WRITTEN REQUEST => Can you rewrite all of the material below so that every "photo" becomes "image" and nothing else changes? Leave the pictures out of your version.

Photo-based point labeling material =>

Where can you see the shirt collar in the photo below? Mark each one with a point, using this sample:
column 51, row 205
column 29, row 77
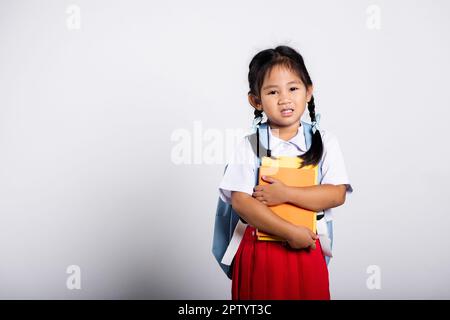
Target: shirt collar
column 298, row 140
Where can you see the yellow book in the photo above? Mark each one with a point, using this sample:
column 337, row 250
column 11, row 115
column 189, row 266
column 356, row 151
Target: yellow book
column 286, row 170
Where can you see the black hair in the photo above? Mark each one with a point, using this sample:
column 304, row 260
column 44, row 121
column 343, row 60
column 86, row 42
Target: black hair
column 262, row 63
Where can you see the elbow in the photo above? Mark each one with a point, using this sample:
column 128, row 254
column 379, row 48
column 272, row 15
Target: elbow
column 340, row 195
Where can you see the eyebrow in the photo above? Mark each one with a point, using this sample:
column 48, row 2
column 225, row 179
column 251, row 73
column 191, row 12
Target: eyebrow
column 274, row 86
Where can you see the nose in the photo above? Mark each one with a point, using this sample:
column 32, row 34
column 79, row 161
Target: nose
column 284, row 98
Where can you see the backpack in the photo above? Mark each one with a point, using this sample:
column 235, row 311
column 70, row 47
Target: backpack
column 227, row 219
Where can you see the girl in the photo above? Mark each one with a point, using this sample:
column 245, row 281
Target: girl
column 281, row 87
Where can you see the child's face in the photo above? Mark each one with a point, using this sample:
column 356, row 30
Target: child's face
column 282, row 90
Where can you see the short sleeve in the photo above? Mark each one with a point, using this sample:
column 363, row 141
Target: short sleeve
column 240, row 171
column 333, row 165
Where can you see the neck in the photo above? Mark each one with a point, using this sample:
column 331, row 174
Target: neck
column 284, row 132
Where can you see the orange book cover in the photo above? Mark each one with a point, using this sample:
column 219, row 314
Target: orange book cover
column 286, row 170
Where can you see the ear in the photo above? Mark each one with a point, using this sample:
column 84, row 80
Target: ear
column 255, row 102
column 309, row 92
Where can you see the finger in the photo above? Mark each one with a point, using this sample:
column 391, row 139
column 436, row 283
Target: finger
column 313, row 235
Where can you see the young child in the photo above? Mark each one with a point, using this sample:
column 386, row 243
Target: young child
column 281, row 87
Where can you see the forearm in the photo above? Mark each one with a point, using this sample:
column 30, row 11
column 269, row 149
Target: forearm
column 316, row 198
column 260, row 216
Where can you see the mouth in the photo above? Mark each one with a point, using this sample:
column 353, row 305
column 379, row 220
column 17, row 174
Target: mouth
column 286, row 112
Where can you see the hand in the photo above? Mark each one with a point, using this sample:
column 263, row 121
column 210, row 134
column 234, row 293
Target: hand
column 271, row 194
column 302, row 238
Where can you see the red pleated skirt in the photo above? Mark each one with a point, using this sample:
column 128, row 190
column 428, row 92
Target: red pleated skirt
column 269, row 270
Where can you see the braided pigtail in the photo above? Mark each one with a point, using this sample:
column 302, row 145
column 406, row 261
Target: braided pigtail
column 314, row 153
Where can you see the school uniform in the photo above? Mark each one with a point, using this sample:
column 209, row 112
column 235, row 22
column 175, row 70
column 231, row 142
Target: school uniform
column 268, row 269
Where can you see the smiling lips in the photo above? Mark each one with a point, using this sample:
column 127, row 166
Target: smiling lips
column 287, row 112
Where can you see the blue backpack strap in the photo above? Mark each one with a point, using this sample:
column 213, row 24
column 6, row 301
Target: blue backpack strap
column 226, row 217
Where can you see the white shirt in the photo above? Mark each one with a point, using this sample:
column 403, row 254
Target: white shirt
column 241, row 170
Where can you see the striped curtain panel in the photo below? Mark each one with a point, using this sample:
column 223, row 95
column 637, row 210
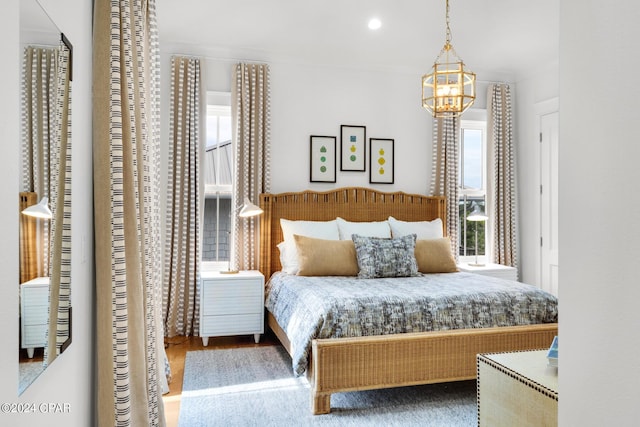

REPLY =>
Where can you see the shirt collar in the image below? Mark each one with a point, using this sample:
column 51, row 205
column 29, row 77
Target: shirt collar
column 298, row 140
Where can you see the yellow book in the image above? Mark each one with a point, using this sample:
column 337, row 250
column 11, row 115
column 189, row 266
column 356, row 151
Target: yellow book
column 286, row 170
Where can you see the black hair in the image above? Mark each one with a point, using this sample:
column 304, row 260
column 44, row 121
column 343, row 60
column 86, row 42
Target: black hair
column 262, row 63
Where can you see the elbow in the image above? Mark each one with a point, using this sample:
column 128, row 254
column 379, row 48
column 272, row 15
Target: elbow
column 340, row 195
Where can you see the eyebrow in the image above? Mark each one with a point, using this sample:
column 48, row 2
column 225, row 179
column 251, row 73
column 191, row 12
Target: eyebrow
column 274, row 86
Where can you see the nose in the image above? Mark each one with a point, using this sample:
column 32, row 34
column 79, row 161
Target: nose
column 284, row 98
Where can you see the backpack in the image above? Mark each one with a point, using this sample:
column 235, row 311
column 70, row 47
Target: backpack
column 227, row 219
Where can you see the girl in the image above? Mark each one with a point, using this sample:
column 245, row 281
Target: girl
column 281, row 87
Where can you see the child's face in the image above? Mark each one with a point, using this sample:
column 356, row 30
Target: child's face
column 282, row 90
Where can you see the short sleeve in the image above? Mark each one with a point, using this sample:
column 363, row 141
Target: short sleeve
column 240, row 171
column 333, row 165
Where can you see the neck in the image above? Mark each one with a point, using this sample:
column 331, row 174
Target: neck
column 284, row 132
Where can you see the orange book cover in the image above? Mark each one with a point, using this sample:
column 219, row 314
Target: orange book cover
column 286, row 170
Where can you see the ear in the image above? Mark each one with a point, using this sample:
column 84, row 80
Target: ear
column 255, row 102
column 309, row 92
Where can you see the finger in the image above? Mark each one with a point, using this sample:
column 391, row 139
column 436, row 283
Target: finger
column 313, row 235
Where can you see the young child in the image above? Mark each one with a point, using this sample:
column 386, row 243
Target: young child
column 281, row 87
Where can you see the forearm in the image above? Mark each one with a point, using this sample:
column 30, row 11
column 269, row 149
Target: forearm
column 316, row 198
column 260, row 216
Where can you see the mouth in the image above? Mark each one with a point, using this sample:
column 353, row 305
column 379, row 220
column 17, row 174
Target: mouth
column 286, row 112
Where can you see the hand in the image above? Mark each one with a point, using this sample:
column 263, row 121
column 210, row 134
column 234, row 293
Target: hand
column 271, row 194
column 302, row 238
Where can you see the red pleated skirt in the image above? Mark each one with a point, using this sample:
column 128, row 190
column 428, row 92
Target: red pleated skirt
column 269, row 270
Where can you see the braided pigtail in the image above? Mark each one with a point, using this sample:
column 302, row 145
column 406, row 261
Target: braided pigtail
column 314, row 153
Where can you see the school uniform in the image above? Mark each one with a point, using this sample:
column 209, row 112
column 235, row 22
column 175, row 70
column 231, row 142
Target: school uniform
column 268, row 269
Where can you see the smiling lips in the image above? Mark each one with a point, using this sample:
column 127, row 166
Target: smiling lips
column 287, row 112
Where can you see the blue backpack strap in the image above? Mark each one with a point, using this sample:
column 213, row 24
column 6, row 301
Target: blue backpack strap
column 226, row 217
Where can you see the white shirt in the image above? Mark each one with a point, using this sample:
column 403, row 254
Target: white shirt
column 241, row 170
Where can you see the striped curtain panel in the image below? Mark each one with a point, using this sample:
column 223, row 95
column 637, row 210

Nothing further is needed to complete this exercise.